▶ _ARTICLE_:
* Begin *

On Wednesday, at a court in Los Angeles, the actor was found guilty of two counts of rape by a jury, on a majority verdict of 8-4.
The jury could not reach a verdict in the third count, relating to the allegations made by Masterson's former girlfriend.
Masterson, who was led away from the court in handcuffs after the verdicts, could face 30 years to life in prison.
His wife, actor and model Bijou Phillips, wept as he was led away.
The verdicts come after Masterson faced a retrial over the allegations. The previous trial ended in December with the jury unable to reach a verdict.
The trial heard that Masterson met all three of his victims through the Church of Scientology.
Prosecutors in the case alleged that Masterson raped the women and then used his prominence in the church to avoid consequences for decades.
The women testified that when they reported Masterson to church officials, they were told they were not raped, were put through ethics programs, and warned against going to law enforcement to report a member of such high standing.
"They were raped, they were punished for it, and they were retaliated against," deputy district attorney Reinhold Mueller told jurors in his closing argument.
"Scientology told them there's no justice for them. You have the opportunity to show them there is justice."
Judge Charlaine Olmedo allowed expert evidence on church policy from a former official in Scientology who has since become a prominent opponent.
The church strongly denied having any policy that forbids members from going to secular authorities.
Masterson did not give evidence during the trial, and his lawyers called no witnesses.
His lawyers argued that the acts were consensual and attempted to discredit the women's allegations by highlighting changes and inconsistencies in their accounts over time.
A spokesperson for Masterson declined comment to the Associated Press following the verdict, but the news agency reported that his lawyers are likely to appeal against the convictions.

* End *

▶ _INFORMATION SUPPLIED_:
* Begin *

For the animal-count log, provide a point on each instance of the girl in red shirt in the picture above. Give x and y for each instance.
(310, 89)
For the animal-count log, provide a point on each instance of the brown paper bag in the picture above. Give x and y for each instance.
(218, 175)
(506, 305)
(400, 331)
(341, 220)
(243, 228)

* End *

▶ _WHAT YOU SHOULD DO_:
According to the article on the Masterson verdict, how did his previous trial end? The listing is separate material and is unrelated to the article.

▶ _ANSWER TO THE TASK_:
It ended in December with the jury unable to reach a verdict.